═══ Excerpt ═══
The way I do it is to unplug my refrigerator and any other appliance that starts automatically and turn the breaker off to the water heater, you don't have to unplug everything just have them turned off, I prefer this method over unplugging everything because it gives me my minimum usage of all clocks, wall transformers, and standby current of TVs and VCRs etc.

1) first find your meter code on the front dial - something like Kh7.2
2) with everything done as outlined above time the black mark on the disc for one revolution
3) take the seconds in step 2 and divide by 3600 (converts the number into hours)
4) take the number in step 1 and divide by the hours in step 3
5) that is the watt hours usage

an example of my house with everything off:
my meter is a Kh7.2 and took 175 seconds to go around once from black mark to black mark
I divide 175 by 3600 and get 0.0486 hours
then divide 7.2 by 0.0486 and the result is 148 watt hours

148 watts is what I call my quiescent power, and at my rate of 10 cents is about $11 a month with nothing actually running
I subtract it from all other readings - here is the big burner on my stove top

10 seconds for one revolution divided by 3600 equals 0.00277 hours
7.2 divided by 0.00277 equals 2600 watts total house draw
2600 minus 148 equals 2452 watts for the burner element per hour
2.45 kilowatts times 10 cents (my cost) equals about two bits an hour to run

It makes no sense to do your refrigerator and water heater with this method because of the variables, water heaters on average will cost 50 cents an hour to run at full recovery but only your actual hot water usage can determine that.

If you are going to measure a window or central air conditioner you must take multiple readings over a fair amount of time because the way the compressor and refrigerant cycle works with head pressure and temperatures - an ac will likely run quite a few watts less when first turned on and will slowly creep up with time. My little window unit, 5000btu with a nameplate rating of 4.9 amps only draws 2.6 amps (300watts) at first then slowly climbs and within 15 minutes it is at 3.8 amps (460watts). The nameplate says 530watts but would probably not get there until the outside temperature reaches the maximum design for the unit or about 95 degrees and inside temp is fairly warm.

Hope I made it clear enough for some of you to use.
═══ Dataset excerpts ═══
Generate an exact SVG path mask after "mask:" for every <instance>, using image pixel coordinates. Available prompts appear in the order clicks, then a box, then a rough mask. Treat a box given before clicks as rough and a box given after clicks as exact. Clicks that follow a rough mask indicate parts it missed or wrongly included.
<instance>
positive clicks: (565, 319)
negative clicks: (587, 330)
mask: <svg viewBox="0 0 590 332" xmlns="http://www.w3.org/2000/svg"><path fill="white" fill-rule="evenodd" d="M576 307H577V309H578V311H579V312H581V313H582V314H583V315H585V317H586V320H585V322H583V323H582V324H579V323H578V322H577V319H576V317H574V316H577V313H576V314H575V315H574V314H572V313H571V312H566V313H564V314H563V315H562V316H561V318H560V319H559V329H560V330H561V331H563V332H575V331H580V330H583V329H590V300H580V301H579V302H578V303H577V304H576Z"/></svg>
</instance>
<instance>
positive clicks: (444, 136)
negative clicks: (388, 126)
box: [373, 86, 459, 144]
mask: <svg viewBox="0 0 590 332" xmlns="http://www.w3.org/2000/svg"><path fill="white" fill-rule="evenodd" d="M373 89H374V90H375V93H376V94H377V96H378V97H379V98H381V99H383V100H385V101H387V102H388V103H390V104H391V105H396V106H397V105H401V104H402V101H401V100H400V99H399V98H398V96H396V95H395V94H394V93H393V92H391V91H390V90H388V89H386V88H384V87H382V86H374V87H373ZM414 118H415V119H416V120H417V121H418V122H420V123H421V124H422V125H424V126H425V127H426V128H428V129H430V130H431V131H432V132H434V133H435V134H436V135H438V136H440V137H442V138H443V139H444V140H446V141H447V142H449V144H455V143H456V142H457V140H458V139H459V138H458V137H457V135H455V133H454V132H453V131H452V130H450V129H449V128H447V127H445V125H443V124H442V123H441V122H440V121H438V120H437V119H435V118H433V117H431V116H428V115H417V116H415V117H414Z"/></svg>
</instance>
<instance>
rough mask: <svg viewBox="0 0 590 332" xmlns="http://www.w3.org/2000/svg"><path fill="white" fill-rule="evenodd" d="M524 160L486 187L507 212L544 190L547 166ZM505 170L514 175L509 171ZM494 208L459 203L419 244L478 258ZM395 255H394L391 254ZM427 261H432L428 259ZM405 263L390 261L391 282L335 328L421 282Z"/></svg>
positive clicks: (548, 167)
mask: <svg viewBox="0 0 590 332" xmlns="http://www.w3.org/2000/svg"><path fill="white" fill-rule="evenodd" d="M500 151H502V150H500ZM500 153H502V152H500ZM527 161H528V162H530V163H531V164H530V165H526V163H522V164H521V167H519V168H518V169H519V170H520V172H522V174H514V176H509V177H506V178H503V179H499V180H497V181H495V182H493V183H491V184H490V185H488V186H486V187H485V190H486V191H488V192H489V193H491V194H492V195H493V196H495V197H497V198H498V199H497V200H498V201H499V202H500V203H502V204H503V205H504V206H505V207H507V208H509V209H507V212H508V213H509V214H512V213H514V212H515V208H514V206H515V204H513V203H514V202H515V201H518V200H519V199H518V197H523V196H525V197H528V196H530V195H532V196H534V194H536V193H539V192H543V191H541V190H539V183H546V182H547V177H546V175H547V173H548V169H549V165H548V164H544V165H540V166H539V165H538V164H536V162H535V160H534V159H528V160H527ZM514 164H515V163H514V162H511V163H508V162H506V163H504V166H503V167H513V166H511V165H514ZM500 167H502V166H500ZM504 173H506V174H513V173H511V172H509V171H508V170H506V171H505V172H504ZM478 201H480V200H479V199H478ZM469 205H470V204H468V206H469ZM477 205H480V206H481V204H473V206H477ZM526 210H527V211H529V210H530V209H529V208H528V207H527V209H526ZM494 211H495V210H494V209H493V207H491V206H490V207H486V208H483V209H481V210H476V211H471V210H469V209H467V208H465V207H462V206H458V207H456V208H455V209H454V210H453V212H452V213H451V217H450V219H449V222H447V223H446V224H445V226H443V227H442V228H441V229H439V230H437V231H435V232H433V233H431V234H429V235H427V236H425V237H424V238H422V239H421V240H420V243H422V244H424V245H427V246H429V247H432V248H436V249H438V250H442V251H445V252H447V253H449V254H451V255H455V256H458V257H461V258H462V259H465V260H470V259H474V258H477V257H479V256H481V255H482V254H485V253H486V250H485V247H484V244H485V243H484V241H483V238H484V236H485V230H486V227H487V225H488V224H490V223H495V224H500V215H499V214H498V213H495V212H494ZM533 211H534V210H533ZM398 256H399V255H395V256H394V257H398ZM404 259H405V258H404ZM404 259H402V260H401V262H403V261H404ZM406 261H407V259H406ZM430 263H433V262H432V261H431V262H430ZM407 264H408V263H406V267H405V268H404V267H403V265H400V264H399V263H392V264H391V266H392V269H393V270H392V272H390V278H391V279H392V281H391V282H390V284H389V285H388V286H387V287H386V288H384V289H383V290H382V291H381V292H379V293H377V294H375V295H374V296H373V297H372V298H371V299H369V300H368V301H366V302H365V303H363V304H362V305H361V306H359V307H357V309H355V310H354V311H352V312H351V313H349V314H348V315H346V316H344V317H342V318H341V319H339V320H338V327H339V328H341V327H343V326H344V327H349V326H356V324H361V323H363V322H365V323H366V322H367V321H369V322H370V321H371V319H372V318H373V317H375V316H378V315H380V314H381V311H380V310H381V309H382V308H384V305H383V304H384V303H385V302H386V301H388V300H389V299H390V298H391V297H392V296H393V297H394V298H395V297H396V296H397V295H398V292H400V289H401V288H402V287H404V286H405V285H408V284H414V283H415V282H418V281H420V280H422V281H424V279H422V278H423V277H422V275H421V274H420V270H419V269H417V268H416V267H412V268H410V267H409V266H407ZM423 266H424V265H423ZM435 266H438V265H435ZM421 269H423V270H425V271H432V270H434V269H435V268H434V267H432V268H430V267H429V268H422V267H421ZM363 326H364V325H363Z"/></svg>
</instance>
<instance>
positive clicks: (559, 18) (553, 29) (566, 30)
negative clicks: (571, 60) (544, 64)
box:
═══
Tasks for this exercise -
a - Summarize the excerpt on meter readings in two sentences.
b - Reproduce the part of the excerpt on meter readings between "The way I do" and "and VCRs etc.", inclusive.
The stored data above is separate material from the excerpt on meter readings.

Answer set -
a - The method estimates household power draw by timing one revolution of the electric meter's disc, dividing those seconds by 3600 to get hours, and dividing the meter code (such as Kh7.2) by that figure. With appliances off, the writer measures a baseline of 148 watts and subtracts it from other readings, such as a stove burner found to draw about 2452 watts, and notes that refrigerators and water heaters vary too much for this method, while air conditioners need several readings over a fair amount of time.

b -
The way I do it is to unplug my refrigerator and any other appliance that starts automatically and turn the breaker off to the water heater, you don't have to unplug everything just have them turned off, I prefer this method over unplugging everything because it gives me my minimum usage of all clocks, wall transformers, and standby current of TVs and VCRs etc.